**Your objective**
Every line from the one with "Target: stone column" to the one with "Guideline: one marker per instance of the vaulted", including those two, is to be copied exactly; all other lines of the entries below are left out.

**Supplied records**
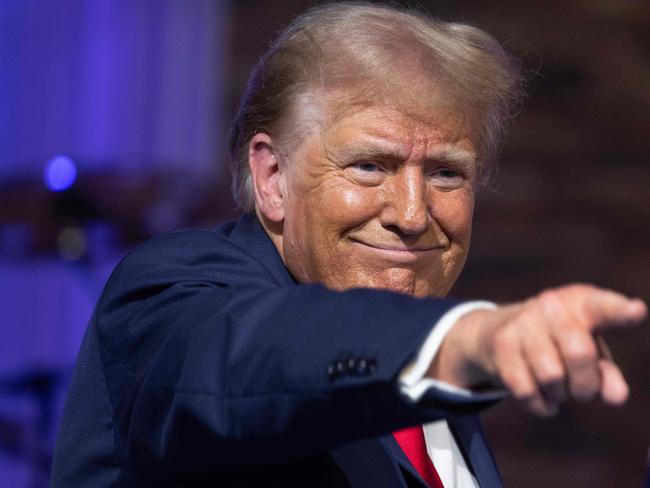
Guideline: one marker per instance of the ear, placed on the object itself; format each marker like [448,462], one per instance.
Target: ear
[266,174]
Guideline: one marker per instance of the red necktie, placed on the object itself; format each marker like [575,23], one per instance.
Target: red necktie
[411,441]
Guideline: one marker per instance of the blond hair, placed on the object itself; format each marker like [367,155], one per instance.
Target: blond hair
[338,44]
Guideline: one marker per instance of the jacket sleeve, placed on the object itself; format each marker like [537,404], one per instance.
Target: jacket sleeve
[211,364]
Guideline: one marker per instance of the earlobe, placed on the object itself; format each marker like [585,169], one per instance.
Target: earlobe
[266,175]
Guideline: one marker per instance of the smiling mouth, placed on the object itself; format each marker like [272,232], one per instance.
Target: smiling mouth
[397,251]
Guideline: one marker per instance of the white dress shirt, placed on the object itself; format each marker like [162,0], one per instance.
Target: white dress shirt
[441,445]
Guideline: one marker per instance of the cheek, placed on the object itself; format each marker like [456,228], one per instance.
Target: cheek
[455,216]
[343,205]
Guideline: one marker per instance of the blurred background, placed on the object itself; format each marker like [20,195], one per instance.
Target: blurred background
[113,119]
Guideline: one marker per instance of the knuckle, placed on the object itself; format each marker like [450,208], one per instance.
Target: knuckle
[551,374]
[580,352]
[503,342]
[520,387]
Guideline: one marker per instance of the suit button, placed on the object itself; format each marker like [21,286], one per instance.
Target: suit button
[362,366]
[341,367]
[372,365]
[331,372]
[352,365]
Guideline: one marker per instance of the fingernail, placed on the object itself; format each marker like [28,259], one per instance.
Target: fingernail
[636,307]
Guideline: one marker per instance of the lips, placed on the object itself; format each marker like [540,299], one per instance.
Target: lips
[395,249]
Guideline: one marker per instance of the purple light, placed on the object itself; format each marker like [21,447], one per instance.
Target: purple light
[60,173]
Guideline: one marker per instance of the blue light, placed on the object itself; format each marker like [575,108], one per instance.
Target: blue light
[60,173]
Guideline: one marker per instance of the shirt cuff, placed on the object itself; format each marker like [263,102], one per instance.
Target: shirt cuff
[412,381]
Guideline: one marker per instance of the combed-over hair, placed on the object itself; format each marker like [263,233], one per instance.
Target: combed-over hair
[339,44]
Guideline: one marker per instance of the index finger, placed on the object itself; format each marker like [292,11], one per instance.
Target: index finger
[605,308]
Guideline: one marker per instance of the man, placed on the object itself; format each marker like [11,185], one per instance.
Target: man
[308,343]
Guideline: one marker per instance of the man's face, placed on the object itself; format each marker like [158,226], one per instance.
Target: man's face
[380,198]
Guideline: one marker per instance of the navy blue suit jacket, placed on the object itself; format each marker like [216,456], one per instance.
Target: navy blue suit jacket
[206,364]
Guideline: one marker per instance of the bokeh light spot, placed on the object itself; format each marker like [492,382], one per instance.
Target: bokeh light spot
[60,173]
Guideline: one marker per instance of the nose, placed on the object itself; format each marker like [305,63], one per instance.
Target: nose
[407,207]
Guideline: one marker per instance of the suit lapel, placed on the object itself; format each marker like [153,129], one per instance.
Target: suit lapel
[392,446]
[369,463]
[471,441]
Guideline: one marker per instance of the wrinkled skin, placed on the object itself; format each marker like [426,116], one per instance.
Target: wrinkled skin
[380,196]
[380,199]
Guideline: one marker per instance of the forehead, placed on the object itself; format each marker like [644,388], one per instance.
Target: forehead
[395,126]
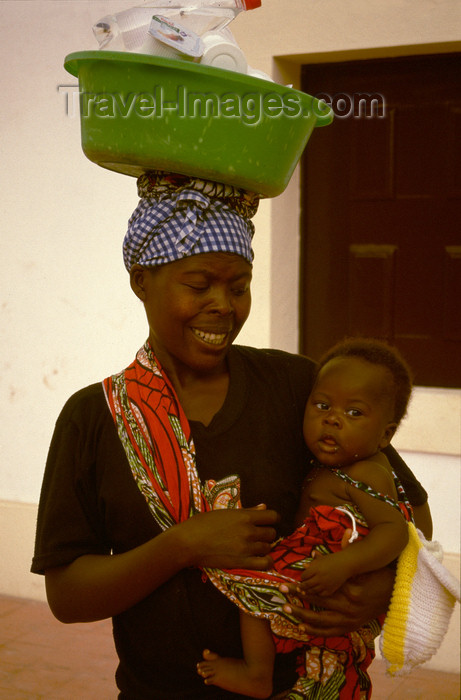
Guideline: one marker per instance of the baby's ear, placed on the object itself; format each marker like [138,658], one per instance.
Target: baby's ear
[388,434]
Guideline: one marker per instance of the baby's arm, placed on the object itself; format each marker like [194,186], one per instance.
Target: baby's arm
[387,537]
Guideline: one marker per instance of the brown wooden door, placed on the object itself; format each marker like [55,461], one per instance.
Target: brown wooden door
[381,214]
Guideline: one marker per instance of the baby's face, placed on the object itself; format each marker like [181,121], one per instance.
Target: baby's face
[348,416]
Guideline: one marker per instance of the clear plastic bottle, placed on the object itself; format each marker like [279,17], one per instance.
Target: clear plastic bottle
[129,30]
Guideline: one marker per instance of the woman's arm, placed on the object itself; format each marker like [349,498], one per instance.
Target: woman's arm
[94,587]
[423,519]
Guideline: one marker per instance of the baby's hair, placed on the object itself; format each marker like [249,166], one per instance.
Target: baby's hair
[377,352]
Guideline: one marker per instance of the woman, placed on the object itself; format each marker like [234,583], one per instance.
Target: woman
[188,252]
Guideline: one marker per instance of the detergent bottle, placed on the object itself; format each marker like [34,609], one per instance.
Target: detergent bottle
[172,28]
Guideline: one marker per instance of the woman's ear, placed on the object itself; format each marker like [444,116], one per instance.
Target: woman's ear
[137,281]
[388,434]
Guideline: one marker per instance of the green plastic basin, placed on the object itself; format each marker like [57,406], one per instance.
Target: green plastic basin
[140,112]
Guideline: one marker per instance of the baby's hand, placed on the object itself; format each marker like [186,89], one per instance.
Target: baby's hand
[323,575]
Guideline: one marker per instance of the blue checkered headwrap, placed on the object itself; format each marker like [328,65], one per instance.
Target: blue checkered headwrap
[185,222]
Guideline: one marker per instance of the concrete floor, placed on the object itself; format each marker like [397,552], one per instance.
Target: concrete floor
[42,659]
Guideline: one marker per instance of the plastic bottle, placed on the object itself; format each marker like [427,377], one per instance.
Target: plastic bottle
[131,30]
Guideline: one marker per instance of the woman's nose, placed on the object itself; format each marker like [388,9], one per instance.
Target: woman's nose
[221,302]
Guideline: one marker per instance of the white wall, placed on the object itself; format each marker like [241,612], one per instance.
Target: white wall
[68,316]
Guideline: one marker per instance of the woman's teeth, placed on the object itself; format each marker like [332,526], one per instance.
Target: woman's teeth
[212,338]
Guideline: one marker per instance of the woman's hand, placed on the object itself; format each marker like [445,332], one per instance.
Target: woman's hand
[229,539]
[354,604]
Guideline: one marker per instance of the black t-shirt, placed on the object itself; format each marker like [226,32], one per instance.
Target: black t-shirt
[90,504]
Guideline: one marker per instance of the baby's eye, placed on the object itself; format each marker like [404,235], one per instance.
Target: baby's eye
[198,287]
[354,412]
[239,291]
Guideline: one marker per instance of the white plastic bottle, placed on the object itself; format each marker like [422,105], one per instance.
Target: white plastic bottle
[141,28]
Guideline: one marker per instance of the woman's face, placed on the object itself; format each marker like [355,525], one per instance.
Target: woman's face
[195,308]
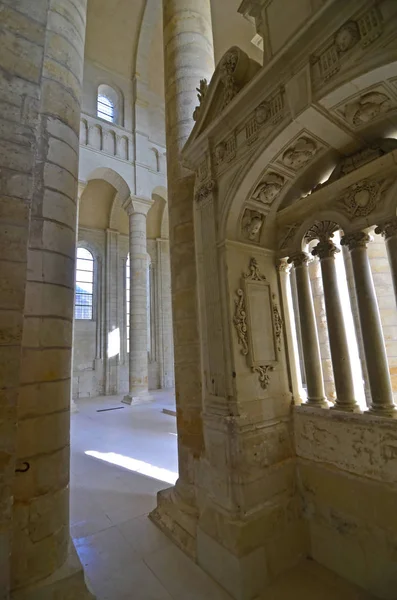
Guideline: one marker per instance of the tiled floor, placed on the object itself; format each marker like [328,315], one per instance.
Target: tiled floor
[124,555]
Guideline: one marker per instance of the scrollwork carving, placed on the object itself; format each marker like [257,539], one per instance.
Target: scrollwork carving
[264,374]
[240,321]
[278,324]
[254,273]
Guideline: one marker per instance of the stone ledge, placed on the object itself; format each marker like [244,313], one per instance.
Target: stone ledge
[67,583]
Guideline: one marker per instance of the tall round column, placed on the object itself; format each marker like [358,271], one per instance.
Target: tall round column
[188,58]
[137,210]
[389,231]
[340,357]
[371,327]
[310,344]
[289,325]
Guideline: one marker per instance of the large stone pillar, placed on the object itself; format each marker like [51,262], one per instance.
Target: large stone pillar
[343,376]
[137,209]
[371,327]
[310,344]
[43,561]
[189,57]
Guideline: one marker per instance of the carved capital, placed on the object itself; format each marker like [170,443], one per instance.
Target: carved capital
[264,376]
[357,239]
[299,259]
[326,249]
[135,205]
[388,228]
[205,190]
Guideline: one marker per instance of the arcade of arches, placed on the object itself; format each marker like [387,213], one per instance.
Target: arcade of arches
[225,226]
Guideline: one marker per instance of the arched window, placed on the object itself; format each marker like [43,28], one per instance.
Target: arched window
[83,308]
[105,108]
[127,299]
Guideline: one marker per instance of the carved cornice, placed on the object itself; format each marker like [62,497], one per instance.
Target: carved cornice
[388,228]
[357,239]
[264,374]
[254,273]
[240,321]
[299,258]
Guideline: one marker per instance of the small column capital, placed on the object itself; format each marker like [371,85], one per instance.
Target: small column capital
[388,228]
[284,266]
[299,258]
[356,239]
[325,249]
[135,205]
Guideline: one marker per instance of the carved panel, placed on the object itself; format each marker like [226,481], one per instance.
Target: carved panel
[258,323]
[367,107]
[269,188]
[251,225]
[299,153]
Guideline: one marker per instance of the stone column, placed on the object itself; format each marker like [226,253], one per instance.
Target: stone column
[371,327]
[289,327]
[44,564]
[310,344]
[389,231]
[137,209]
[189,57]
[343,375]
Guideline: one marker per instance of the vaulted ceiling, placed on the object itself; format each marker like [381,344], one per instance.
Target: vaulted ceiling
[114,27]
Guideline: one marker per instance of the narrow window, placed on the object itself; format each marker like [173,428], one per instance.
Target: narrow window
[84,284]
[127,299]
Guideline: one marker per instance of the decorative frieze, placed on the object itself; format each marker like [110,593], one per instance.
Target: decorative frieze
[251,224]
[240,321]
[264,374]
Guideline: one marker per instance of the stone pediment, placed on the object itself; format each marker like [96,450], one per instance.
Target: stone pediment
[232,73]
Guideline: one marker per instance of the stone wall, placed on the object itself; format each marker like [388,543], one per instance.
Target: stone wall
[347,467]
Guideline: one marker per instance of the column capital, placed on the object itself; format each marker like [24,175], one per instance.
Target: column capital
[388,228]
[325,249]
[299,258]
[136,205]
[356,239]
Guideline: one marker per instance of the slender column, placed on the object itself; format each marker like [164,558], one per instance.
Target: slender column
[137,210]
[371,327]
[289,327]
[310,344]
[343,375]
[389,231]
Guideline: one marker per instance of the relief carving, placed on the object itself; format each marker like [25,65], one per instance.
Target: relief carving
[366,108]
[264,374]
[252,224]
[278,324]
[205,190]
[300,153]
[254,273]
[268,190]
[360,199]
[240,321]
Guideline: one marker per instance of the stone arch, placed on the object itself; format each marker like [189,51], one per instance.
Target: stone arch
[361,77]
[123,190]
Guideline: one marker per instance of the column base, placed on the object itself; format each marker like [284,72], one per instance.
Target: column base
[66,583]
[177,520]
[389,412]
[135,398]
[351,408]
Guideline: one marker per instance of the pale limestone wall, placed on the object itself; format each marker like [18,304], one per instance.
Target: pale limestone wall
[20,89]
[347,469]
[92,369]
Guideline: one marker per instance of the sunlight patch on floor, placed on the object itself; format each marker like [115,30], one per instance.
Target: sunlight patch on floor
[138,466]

**Exercise answer**
Target: stone column
[371,327]
[289,327]
[44,564]
[310,344]
[389,231]
[137,209]
[189,57]
[343,375]
Guideline: one marker per instance of the vaulted ceiling, placed on the object itself; format each marker like [381,344], one per instance.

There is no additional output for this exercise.